EXERCISE INPUTS —
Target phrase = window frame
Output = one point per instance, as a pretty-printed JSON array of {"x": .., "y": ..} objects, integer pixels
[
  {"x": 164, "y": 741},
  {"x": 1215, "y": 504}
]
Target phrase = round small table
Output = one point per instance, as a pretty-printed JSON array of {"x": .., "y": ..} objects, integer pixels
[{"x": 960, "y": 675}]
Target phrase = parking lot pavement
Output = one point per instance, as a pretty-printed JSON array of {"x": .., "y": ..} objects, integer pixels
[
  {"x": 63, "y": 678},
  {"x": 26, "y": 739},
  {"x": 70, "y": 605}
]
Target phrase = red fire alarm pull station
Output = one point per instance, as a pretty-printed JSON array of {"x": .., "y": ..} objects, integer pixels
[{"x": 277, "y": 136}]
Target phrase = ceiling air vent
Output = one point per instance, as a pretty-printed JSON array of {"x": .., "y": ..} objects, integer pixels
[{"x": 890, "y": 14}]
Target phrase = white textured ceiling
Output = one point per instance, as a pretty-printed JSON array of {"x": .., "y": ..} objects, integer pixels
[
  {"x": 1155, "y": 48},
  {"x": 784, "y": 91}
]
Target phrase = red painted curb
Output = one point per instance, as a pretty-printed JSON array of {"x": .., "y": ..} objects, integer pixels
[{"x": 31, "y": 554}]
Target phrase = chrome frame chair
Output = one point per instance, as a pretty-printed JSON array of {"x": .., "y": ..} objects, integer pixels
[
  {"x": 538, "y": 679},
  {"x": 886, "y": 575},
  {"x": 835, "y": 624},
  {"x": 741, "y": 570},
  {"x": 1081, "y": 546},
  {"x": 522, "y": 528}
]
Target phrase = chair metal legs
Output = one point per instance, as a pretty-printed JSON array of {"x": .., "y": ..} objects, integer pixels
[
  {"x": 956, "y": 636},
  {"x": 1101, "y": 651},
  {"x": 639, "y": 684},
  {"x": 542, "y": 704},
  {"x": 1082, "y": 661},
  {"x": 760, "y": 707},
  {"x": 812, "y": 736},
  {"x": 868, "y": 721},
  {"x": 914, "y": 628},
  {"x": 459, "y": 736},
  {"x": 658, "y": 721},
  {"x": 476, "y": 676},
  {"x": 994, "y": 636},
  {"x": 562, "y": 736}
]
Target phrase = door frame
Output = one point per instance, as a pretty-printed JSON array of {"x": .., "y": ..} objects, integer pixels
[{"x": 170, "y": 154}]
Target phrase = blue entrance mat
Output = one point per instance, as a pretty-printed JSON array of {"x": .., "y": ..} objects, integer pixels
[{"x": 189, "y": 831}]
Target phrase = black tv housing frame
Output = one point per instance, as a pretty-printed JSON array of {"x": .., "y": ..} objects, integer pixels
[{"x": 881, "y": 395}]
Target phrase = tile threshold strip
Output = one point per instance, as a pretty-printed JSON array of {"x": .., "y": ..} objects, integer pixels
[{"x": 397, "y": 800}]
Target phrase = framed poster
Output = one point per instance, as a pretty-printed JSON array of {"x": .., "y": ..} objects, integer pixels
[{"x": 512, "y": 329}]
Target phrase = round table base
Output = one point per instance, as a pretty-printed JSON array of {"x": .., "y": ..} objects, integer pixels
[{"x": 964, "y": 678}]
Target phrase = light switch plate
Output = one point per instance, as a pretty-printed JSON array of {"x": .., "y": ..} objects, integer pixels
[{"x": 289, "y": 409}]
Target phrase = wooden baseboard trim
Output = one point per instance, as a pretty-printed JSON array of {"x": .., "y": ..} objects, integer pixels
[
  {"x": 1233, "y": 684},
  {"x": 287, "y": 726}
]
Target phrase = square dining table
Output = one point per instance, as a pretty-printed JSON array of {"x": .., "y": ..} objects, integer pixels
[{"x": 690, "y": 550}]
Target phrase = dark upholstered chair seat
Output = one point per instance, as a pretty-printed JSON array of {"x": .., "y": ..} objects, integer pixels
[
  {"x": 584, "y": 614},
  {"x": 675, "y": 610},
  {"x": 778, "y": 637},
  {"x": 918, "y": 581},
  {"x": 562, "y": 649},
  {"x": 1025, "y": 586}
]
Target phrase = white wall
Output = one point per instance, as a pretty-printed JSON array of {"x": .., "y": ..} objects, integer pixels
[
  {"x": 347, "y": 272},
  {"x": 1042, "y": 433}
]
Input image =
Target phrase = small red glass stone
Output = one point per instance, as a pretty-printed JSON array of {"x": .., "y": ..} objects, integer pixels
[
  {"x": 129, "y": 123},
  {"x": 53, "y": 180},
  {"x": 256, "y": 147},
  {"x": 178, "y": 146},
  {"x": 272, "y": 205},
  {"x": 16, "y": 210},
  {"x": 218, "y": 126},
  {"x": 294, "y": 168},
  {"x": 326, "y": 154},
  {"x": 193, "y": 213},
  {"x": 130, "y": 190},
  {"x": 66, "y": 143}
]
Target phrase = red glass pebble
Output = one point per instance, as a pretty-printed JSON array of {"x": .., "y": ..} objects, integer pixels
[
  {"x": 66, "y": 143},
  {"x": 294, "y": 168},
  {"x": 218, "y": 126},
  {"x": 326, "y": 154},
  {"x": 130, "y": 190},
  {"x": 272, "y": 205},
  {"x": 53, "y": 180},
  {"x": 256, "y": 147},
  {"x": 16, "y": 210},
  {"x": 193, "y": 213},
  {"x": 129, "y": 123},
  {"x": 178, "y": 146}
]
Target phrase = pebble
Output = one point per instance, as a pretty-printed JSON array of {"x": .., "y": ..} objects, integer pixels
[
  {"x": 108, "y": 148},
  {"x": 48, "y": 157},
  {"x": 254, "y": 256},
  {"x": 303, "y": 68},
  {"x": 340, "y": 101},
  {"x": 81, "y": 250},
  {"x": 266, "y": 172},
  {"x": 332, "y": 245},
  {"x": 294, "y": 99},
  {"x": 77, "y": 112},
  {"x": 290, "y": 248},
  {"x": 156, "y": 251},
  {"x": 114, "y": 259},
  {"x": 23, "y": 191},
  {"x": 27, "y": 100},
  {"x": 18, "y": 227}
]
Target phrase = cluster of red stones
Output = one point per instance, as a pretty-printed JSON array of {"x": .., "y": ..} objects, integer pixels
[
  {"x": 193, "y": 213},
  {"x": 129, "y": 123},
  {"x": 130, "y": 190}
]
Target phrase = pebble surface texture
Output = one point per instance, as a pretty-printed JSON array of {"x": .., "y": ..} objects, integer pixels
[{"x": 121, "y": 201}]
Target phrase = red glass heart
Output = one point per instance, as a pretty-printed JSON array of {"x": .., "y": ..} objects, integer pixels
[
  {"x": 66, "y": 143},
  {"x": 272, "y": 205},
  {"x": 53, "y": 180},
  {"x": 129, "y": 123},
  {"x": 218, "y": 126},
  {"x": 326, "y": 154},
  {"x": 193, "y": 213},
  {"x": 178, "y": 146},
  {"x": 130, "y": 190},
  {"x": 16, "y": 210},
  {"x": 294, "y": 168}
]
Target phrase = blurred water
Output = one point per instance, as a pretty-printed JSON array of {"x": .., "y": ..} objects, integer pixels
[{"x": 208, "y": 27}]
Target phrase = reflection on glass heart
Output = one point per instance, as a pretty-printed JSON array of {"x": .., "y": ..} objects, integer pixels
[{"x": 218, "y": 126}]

TASK GOAL —
When you come to the line containing "Target phrase = round small table", give it and stop; before that, repeat each line of the material exactly from the first one.

ANSWER TO THE EXERCISE —
Target phrase = window frame
Output = one point per instance, as a pretty-printed JSON array of {"x": .., "y": ..} objects, integer pixels
[
  {"x": 164, "y": 741},
  {"x": 1215, "y": 504}
]
Target phrase = round small table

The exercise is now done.